:: 抜粋 ::

中央社会保険医療協議会(中医協)の「医療機関のコスト調査分科会」(分科会長=田中滋・慶大大学院教授)は6月30日、昨年度の「医療機関の部門別収支に関する調査」の報告書案を了承した。7月中旬に開かれる総会で、田中分科会長が報告する。今回の調査結果では、DPC対象・準備病院以外の9病院が初めて最後まで参加し、調査項目の簡素化の影響が多少なりとも見られた形だ。
同調査は、医療機関のコストを診療報酬に適切に反映させるため、診療科部門別で統一した計算方法を開発することが目的で、今回は2008年度に続いて2回目。
今回の調査では、対象となった366病院のうち、期日内に回答した187病院(51.1%)のレセプトデータ(昨年10月分)と保険外収益を集計。「レセプト診療科」(39科)や、類似の診療科を集めた14項目の「診療科群」などで医業収益に対する収支差額(入院・外来計)を調べた。病院の内訳は、DPC対象病院164施設、DPC準備病院14施設、これら以外の病院9施設で、病床規模は200床未満が29病院、200―499床が105病院、500床以上が53病院だった。

:::

課題一覧:
(1) 抜粋のうち、"中央社会保険医療協議会(中医"から始まり"が多少なりとも見られた形だ。"で終わる部分を、"総会"を"全体会議"に言い換えて書き直してください。
(2) 抜粋によると、今回の調査は何回目にあたりますか?
(3) 次の(a)〜(c)は抜粋の内容と合っていますか?それぞれ「はい」か「いいえ」で答え、判断の根拠となる抜粋の語句をそのまま引用してください。
(a) 期日内に回答したのは187病院である。
(b) 500床以上の病院は105病院だった。
(c) 報告書案が了承されたのは7月中旬である。
これから続く行は、上の抜粋とは関係がありません。

:: データ行 ::

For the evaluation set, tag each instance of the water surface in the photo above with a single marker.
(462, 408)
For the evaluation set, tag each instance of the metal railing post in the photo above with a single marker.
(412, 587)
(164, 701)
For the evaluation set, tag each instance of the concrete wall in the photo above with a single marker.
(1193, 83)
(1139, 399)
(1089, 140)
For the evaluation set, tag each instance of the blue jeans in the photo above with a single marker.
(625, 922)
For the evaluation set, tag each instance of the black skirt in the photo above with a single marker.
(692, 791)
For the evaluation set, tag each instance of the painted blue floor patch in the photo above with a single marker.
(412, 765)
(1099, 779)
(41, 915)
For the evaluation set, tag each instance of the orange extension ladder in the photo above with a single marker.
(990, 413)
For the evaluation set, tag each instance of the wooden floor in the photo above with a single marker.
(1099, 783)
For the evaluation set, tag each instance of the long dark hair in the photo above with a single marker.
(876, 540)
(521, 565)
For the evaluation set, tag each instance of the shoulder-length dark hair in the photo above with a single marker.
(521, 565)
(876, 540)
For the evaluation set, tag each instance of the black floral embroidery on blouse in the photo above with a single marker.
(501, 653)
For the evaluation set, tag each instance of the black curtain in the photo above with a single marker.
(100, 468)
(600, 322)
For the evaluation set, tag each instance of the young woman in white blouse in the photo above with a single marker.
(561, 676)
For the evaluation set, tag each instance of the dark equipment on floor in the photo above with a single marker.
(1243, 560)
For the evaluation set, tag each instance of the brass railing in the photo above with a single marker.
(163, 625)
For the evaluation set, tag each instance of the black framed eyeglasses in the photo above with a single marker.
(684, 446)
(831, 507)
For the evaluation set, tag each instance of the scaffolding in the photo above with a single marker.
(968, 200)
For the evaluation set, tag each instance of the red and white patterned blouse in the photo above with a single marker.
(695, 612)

:::

解答:
(1)
中央社会保険医療協議会(中医協)の「医療機関のコスト調査分科会」(分科会長=田中滋・慶大大学院教授)は6月30日、昨年度の「医療機関の部門別収支に関する調査」の報告書案を了承した。7月中旬に開かれる全体会議で、田中分科会長が報告する。今回の調査結果では、DPC対象・準備病院以外の9病院が初めて最後まで参加し、調査項目の簡素化の影響が多少なりとも見られた形だ。

(2) 2008年度に続いて2回目です。

(3)
(a) はい。「期日内に回答した187病院(51.1%)」
(b) いいえ。「500床以上が53病院だった」
(c) いいえ。「6月30日、昨年度の「医療機関の部門別収支に関する調査」の報告書案を了承した」